Instrução dada –
Você pode reescrever estas linhas trocando "Visual search module" por "Image lookup module" em todos os itens, sem mudar mais nada?
======== Itens disponíveis ========
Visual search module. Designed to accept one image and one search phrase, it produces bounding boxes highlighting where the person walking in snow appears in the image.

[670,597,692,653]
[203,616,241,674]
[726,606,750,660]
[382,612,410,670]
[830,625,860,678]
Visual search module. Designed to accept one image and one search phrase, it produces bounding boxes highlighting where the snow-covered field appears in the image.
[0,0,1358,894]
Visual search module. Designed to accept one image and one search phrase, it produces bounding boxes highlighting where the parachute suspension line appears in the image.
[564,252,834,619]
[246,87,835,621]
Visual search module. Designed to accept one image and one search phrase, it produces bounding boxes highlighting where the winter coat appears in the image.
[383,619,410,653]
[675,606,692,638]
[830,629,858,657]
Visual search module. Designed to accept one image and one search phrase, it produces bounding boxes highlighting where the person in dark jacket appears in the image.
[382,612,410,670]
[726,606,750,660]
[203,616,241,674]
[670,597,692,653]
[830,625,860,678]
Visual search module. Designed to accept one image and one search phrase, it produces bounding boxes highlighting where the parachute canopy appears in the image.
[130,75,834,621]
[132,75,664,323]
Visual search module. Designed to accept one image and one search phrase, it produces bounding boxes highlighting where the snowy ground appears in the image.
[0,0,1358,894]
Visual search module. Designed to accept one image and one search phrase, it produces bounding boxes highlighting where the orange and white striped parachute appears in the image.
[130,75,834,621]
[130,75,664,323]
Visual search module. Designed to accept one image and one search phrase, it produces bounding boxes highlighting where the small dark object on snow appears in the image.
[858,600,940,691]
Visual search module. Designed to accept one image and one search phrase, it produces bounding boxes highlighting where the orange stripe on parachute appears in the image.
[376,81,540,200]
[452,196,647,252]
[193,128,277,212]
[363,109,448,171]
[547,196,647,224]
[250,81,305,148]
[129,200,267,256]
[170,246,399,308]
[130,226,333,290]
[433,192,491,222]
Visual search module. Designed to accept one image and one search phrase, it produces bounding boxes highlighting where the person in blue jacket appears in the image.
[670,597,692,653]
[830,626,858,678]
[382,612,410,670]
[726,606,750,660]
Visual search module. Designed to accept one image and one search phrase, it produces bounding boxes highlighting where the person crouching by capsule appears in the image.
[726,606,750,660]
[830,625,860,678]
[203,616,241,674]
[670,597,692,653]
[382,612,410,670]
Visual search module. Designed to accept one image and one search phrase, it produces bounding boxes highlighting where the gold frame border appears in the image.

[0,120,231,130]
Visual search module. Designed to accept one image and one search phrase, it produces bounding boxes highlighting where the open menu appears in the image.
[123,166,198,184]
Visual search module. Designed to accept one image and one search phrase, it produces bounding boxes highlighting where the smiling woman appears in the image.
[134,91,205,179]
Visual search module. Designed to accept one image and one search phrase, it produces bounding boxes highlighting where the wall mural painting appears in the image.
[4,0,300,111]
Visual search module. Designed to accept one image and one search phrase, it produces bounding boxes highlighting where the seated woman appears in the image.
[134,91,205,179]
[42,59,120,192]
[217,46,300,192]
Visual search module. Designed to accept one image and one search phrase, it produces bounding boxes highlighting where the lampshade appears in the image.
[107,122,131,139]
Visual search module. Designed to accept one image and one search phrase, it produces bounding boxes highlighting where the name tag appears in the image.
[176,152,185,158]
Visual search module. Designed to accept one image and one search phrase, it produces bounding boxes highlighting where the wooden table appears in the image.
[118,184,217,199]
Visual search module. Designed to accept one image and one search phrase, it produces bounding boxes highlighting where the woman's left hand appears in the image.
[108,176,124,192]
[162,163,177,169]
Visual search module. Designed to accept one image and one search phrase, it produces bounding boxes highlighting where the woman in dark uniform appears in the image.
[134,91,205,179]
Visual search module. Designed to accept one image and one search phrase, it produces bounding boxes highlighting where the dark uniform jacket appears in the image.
========
Resultado do exercício –
Image lookup module. Designed to accept one image and one search phrase, it produces bounding boxes highlighting where the person walking in snow appears in the image.

[670,597,692,653]
[203,616,241,674]
[726,606,750,660]
[382,612,410,670]
[830,625,860,678]
Image lookup module. Designed to accept one image and one search phrase, it produces bounding boxes highlighting where the snow-covered field appears in the image.
[0,0,1358,894]
Image lookup module. Designed to accept one image and one search phrase, it produces bounding boxes highlighting where the parachute suspension line appears in the image.
[564,252,834,619]
[246,87,835,621]
Image lookup module. Designed to accept one image and one search phrase, it produces bounding boxes highlighting where the winter coat appears in the image.
[383,619,410,653]
[675,606,692,638]
[830,629,858,657]
Image lookup module. Designed to accept one image and one search phrase, it produces bounding boxes highlighting where the person in dark jacket appears in the image.
[382,612,410,670]
[726,606,750,660]
[203,616,241,674]
[670,597,692,653]
[830,625,860,678]
Image lookup module. Designed to accept one image and one search phrase, it produces bounding boxes highlighting where the parachute canopy appears in the image.
[130,75,834,621]
[132,75,664,323]
Image lookup module. Designed to accept one image and one search phrase, it produces bounding boxes highlighting where the snowy ground appears in the image.
[0,0,1358,894]
Image lookup module. Designed to accept one image and one search phrase, it produces bounding boxes highlighting where the orange and white striped parachute appears in the image.
[130,75,834,621]
[130,75,664,323]
Image lookup module. Designed to accept one image and one search phrase, it produces bounding boxes highlighting where the small dark object on snow appears in the image.
[858,600,940,691]
Image lookup module. Designed to accept one image and one search phrase, it produces bounding boxes highlighting where the orange stripe on parachute appears in the image.
[376,81,540,200]
[452,196,647,252]
[193,128,277,212]
[363,109,448,171]
[547,196,647,224]
[250,81,305,148]
[129,200,267,256]
[170,246,399,308]
[130,226,333,290]
[433,192,491,222]
Image lookup module. Designed to accept one image and one search phrase, it produces bounding boxes highlighting where the person in blue jacket appears in the image.
[670,597,692,653]
[830,626,858,678]
[382,612,410,670]
[726,606,750,660]
Image lookup module. Designed to accept one image and one search phrase, it produces bounding boxes highlighting where the person crouching by capsule appears in the image.
[726,606,750,660]
[830,625,860,678]
[203,616,241,674]
[670,597,692,653]
[382,612,410,670]
Image lookup module. Designed to accept one image and one search phrase, it produces bounding boxes highlighting where the gold frame border appears in the image.

[0,120,231,130]
Image lookup module. Designed to accept one image and one search phrase, it produces bounding boxes highlighting where the open menu appears in the image.
[123,166,198,184]
Image lookup module. Designed to accept one image and one search phrase, it produces bounding boxes highlighting where the smiling woman appears in the image.
[134,91,205,179]
Image lookup module. Designed to accept one image and one search phrase, it produces bounding boxes highlighting where the wall mural painting appears in the image.
[4,0,300,111]
Image lookup module. Designed to accept one image and one search phrase, it produces bounding boxes highlighting where the seated woman appears in the image.
[134,91,205,179]
[42,59,120,192]
[217,46,300,192]
Image lookup module. Designed to accept one image and one search phrase, it produces bounding boxes highlighting where the lampshade appears in the image.
[107,122,131,139]
Image lookup module. Designed to accept one image and one search phrase, it produces bounding boxes highlighting where the name tag appears in the image.
[176,152,185,158]
Image lookup module. Designed to accept one image and one search phrase, it produces bounding boxes highlighting where the wooden table appears in the image.
[118,184,217,199]
Image lookup module. Designed to accept one image and one search phrase, it produces bounding boxes highlighting where the woman's left hand appears in the image.
[108,176,124,192]
[162,163,177,169]
Image lookup module. Designed to accept one image and one search phrase, it produces bounding boxes highlighting where the woman in dark uniform appears in the image.
[134,91,205,179]
Image lookup module. Designed to accept one image and one search phrase, it produces bounding boxes highlighting where the dark uniform jacket appears in the image.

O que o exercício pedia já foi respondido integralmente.